*Input data*

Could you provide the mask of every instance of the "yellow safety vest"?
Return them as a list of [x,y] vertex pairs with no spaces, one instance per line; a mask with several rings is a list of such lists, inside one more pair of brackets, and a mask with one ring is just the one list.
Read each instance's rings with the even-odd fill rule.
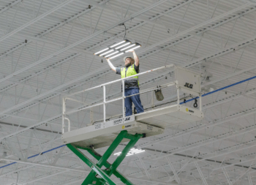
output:
[[[134,65],[135,64],[132,64],[132,66],[129,67],[127,70],[126,70],[125,67],[121,68],[121,78],[132,76],[134,75],[138,74],[135,69]],[[138,80],[138,85],[139,85],[138,76],[135,76],[133,78],[135,78]]]

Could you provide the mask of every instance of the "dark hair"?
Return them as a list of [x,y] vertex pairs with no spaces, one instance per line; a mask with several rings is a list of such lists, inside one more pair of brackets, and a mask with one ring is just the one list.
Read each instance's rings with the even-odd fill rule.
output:
[[135,59],[133,59],[132,57],[127,57],[126,58],[129,58],[131,59],[131,65],[135,64]]

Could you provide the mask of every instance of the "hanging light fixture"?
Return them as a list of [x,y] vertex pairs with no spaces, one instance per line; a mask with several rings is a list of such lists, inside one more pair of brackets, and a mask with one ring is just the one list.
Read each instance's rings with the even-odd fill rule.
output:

*Stated problem*
Exclude the pictures and repeat every other part of the records word for word.

*Finished answer*
Could you provide the mask of every instance of the "yellow safety vest"?
Return them as a list of [x,y] vertex pairs with no spaces, one instance per line; a mask with several rings is a list of such lists, inside one more pair of brackets, and a mask with one ring is just the one list.
Read each instance's rings with the even-odd fill rule.
output:
[[[134,65],[135,64],[132,64],[132,66],[129,67],[127,70],[126,70],[125,67],[121,68],[121,78],[132,76],[134,75],[138,74],[135,69]],[[138,80],[138,85],[139,85],[138,76],[135,76],[133,78],[135,78]]]

Could you provide the mask of every instance of the "dark hair"?
Return them as a list of [x,y] vertex pairs with no spaces, one instance per line; a mask with several rings is a list of such lists, inside one more pair of brackets, and a mask with one ring is just the one list.
Read each instance's rings with the even-odd fill rule.
output:
[[135,59],[133,59],[132,57],[127,57],[126,58],[129,58],[131,59],[131,65],[135,64]]

Could you provide the mask of every instance of the "hanging light fixture"?
Return them as a list of [x,y] vertex pairs with no spaces, one instance per line; a mask with several rings is a list of such lists, inside one more pair of brackets, and a mask with one ring is just the one list.
Read each instance's rings with the even-odd fill rule.
output:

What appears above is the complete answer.